Saved data entries.
┏━━

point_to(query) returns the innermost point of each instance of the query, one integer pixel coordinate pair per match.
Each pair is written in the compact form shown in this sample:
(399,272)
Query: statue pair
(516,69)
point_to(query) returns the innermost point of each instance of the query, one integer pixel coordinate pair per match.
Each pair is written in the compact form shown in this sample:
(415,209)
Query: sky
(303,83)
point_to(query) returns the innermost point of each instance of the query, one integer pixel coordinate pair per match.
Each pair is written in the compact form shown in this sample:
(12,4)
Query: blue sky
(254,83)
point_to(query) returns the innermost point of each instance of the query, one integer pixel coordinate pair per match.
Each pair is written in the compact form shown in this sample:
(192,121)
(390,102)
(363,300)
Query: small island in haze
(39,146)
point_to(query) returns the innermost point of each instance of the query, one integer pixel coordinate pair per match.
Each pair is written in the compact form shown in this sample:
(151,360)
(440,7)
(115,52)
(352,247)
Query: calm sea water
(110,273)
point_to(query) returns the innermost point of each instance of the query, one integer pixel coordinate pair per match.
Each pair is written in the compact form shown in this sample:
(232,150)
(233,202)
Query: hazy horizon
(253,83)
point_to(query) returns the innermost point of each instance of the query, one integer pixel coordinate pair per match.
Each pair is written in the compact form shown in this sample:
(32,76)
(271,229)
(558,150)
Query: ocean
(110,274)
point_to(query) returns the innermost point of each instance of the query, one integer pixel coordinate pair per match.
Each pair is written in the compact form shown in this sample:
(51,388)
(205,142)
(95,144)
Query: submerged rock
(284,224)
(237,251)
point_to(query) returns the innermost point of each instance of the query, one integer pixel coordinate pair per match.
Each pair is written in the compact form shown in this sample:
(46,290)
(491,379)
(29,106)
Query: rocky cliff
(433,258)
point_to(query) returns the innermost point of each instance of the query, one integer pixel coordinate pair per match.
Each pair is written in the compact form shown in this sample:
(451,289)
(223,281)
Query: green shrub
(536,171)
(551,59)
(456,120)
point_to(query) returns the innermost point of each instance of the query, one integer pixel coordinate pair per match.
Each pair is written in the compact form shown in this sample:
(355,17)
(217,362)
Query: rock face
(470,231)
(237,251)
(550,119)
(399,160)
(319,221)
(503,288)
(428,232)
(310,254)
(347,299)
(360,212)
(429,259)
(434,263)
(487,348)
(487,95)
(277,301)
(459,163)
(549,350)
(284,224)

┗━━

Every line above needs to be repeated exactly as shown.

point_to(query) returns the innermost point of each instance of the query, one integer pixel coordinate pair per match.
Each pair is written in the compact form shown in this sample:
(399,272)
Query: statue pair
(516,69)
point_to(query) returns the innermost point of each instance of the query, one integer pixel coordinate pair per match.
Each pair is written in the compact form shown in this sample:
(415,209)
Query: sky
(303,83)
point_to(query) returns the innermost point of each instance of the query, one integer pixel coordinate pair per match.
Each pair is written in the compact form shown in this sample:
(12,4)
Query: blue sky
(254,83)
point_to(query) returns the innermost point of each instance of the query, one integer pixel coordinate pair per match.
Each pair is written in the compact form shown in this sample:
(192,121)
(390,102)
(363,300)
Query: small island in haze
(39,146)
point_to(query) returns the innermost point of each instance of the query, one integer pixel coordinate pair per match.
Each pair is written in the compact form shown in this sample:
(151,360)
(440,7)
(115,52)
(352,247)
Query: calm sea water
(110,273)
point_to(query) returns the innermost point of each instance of the query, one integer pixel coordinate pair per match.
Each pair is written in the compact form shown in this sample:
(232,150)
(233,202)
Query: hazy horizon
(253,83)
point_to(query) returns the innermost point of each instance of the query, one integer pixel coordinate pair per match.
Each pair is written in the compact form shown in this sample:
(32,76)
(271,229)
(558,150)
Query: ocean
(110,274)
point_to(query) returns the innermost point of each instance of the query, one integer pixel coordinate pair per match.
Each pair is written in the compact form shown in this sample:
(51,388)
(205,142)
(95,144)
Query: submerged rock
(284,224)
(237,251)
point_to(query) returns the innermost point of each instance of the query, one integer pixel coordinate pair per match.
Each pair is written in the compact form shown in this sample:
(46,290)
(491,379)
(29,106)
Query: rocky cliff
(433,258)
point_to(query) returns the innermost point of each instance of the query, one integer pixel coordinate pair per match.
Each pair is written in the compact form shown in this sample:
(451,289)
(223,281)
Query: green shrub
(536,171)
(551,59)
(456,120)
point_to(query) returns the innermost point of each instance of the query, one integer pixel coordinate pair per match.
Each pair is written in the compact form shown in this sample:
(355,17)
(217,362)
Query: rock face
(470,231)
(237,251)
(550,119)
(399,160)
(319,221)
(503,288)
(428,232)
(310,254)
(347,299)
(360,212)
(429,259)
(434,263)
(487,348)
(487,95)
(277,301)
(459,163)
(549,350)
(284,224)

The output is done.